Referring expression pointing data:
*** Block opens ***

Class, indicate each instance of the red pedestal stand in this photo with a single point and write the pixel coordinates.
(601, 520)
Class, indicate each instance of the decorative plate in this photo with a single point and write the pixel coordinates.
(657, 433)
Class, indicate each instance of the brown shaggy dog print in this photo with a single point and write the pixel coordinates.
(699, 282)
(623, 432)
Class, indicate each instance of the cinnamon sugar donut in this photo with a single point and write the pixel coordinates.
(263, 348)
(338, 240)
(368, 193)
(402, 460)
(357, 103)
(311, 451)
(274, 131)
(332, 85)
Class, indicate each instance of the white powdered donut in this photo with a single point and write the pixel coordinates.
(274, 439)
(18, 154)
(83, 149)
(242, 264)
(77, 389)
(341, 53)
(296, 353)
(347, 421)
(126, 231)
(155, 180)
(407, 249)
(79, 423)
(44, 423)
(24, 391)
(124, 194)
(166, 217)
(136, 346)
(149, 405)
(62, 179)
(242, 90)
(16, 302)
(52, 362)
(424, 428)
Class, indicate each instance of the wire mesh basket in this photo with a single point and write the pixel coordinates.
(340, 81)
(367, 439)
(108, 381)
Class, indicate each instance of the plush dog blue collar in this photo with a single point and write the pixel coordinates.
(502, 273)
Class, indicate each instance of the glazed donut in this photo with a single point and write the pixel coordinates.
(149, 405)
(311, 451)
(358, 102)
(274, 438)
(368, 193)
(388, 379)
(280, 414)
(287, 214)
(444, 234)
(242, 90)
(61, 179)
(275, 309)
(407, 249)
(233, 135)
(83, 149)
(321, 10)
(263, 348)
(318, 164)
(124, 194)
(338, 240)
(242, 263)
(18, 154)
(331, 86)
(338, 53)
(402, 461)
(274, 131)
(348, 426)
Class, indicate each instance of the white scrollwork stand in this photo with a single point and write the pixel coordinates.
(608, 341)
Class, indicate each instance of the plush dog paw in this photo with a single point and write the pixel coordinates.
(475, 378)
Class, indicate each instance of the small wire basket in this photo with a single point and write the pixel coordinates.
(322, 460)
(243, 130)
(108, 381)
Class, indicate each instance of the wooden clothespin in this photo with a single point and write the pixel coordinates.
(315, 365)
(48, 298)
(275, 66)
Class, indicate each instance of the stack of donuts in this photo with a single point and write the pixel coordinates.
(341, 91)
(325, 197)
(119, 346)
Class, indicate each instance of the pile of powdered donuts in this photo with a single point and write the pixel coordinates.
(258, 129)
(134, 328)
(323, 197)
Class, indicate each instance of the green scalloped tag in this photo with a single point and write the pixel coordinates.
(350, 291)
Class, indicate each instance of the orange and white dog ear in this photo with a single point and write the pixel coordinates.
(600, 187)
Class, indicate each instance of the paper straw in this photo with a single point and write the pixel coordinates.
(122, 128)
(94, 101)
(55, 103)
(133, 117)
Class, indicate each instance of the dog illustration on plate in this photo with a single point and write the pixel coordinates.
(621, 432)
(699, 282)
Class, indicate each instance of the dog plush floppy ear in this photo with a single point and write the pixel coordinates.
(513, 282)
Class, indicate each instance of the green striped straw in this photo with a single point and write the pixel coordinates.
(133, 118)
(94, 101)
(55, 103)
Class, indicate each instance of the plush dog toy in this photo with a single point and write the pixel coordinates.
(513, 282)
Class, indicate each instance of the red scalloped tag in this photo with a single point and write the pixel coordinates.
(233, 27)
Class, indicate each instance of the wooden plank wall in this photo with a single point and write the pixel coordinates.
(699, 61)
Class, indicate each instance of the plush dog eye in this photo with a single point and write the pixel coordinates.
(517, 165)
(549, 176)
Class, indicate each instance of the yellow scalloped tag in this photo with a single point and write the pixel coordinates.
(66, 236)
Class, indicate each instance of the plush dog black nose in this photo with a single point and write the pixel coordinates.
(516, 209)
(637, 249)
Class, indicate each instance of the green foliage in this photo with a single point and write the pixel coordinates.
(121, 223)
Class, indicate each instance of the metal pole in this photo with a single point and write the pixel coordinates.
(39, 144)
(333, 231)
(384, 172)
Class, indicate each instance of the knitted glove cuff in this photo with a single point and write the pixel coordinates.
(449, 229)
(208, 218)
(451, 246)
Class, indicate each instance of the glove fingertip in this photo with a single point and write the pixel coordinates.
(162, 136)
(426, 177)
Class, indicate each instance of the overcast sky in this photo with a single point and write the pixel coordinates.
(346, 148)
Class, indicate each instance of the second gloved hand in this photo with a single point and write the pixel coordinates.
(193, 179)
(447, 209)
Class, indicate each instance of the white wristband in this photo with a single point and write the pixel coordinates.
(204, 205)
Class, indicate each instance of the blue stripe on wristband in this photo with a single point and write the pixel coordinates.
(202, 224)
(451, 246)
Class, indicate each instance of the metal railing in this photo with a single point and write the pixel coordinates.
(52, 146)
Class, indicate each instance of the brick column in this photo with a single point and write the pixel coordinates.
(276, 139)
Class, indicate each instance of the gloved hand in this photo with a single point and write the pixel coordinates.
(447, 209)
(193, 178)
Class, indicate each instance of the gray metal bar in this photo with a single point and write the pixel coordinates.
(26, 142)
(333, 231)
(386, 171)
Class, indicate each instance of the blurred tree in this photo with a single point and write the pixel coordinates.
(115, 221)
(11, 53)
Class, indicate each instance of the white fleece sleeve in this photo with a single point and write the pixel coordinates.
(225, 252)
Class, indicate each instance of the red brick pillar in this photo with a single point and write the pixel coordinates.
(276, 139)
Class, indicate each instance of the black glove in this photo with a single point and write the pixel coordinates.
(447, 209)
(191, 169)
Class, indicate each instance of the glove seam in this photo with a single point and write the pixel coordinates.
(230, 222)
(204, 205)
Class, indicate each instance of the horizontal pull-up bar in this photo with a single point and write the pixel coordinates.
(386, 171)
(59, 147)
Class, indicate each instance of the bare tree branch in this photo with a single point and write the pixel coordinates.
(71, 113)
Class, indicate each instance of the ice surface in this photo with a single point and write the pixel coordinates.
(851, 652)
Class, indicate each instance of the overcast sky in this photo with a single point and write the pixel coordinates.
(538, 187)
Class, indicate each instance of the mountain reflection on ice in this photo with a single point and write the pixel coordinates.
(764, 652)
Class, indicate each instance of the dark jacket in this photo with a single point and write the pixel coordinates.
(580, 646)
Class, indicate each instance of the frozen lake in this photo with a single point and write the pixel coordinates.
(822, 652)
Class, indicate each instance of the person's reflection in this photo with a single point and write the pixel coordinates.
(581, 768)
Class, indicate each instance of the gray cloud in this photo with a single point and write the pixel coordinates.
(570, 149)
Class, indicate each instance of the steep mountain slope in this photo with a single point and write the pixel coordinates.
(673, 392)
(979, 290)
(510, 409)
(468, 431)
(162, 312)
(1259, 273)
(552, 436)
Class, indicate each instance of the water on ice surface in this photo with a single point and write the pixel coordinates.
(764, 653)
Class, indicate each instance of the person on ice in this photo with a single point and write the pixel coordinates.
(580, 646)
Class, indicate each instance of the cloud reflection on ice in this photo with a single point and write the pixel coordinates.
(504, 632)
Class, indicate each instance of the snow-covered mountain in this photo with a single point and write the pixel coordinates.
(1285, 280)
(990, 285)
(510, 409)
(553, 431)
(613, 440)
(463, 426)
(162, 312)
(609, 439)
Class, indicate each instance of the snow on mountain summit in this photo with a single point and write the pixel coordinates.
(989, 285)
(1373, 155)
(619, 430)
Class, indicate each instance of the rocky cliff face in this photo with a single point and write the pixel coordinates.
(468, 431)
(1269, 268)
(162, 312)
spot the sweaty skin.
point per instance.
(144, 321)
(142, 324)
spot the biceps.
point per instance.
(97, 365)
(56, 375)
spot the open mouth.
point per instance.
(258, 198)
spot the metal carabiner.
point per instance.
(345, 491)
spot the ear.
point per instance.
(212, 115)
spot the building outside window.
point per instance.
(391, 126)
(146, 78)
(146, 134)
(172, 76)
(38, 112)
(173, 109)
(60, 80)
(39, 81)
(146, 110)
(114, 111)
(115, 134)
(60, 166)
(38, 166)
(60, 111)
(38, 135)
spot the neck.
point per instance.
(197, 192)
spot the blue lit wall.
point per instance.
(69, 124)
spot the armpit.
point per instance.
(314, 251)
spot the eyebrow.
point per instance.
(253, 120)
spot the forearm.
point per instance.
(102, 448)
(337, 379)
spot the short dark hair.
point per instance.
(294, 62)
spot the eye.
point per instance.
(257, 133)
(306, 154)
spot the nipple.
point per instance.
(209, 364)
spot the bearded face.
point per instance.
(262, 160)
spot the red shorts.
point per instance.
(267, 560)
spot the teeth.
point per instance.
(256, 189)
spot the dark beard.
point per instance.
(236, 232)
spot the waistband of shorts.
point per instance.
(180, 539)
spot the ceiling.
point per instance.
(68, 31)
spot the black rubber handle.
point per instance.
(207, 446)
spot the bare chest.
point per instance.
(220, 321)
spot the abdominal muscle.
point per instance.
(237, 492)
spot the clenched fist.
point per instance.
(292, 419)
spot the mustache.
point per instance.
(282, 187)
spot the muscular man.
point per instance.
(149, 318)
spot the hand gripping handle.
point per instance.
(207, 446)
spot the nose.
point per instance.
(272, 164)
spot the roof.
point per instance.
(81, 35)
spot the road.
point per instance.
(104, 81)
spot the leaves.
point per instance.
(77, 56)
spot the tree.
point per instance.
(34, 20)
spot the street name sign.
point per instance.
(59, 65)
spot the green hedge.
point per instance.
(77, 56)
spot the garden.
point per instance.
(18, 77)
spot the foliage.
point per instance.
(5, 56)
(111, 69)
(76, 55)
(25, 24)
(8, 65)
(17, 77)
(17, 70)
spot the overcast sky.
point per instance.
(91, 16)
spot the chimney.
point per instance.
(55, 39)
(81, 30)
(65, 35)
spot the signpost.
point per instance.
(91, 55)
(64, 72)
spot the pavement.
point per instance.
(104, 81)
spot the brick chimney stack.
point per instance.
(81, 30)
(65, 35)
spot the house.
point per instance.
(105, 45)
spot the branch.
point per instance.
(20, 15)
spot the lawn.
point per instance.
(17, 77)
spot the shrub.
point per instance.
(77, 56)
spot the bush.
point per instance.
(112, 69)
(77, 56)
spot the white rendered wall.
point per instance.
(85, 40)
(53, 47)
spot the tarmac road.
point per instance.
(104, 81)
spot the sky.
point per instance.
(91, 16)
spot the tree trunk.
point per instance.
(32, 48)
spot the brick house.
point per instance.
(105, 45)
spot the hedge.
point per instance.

*** Block closes ***

* How to complete this task: On how many lines of the data does "chimney" appear? Give only that number.

* Reply: 2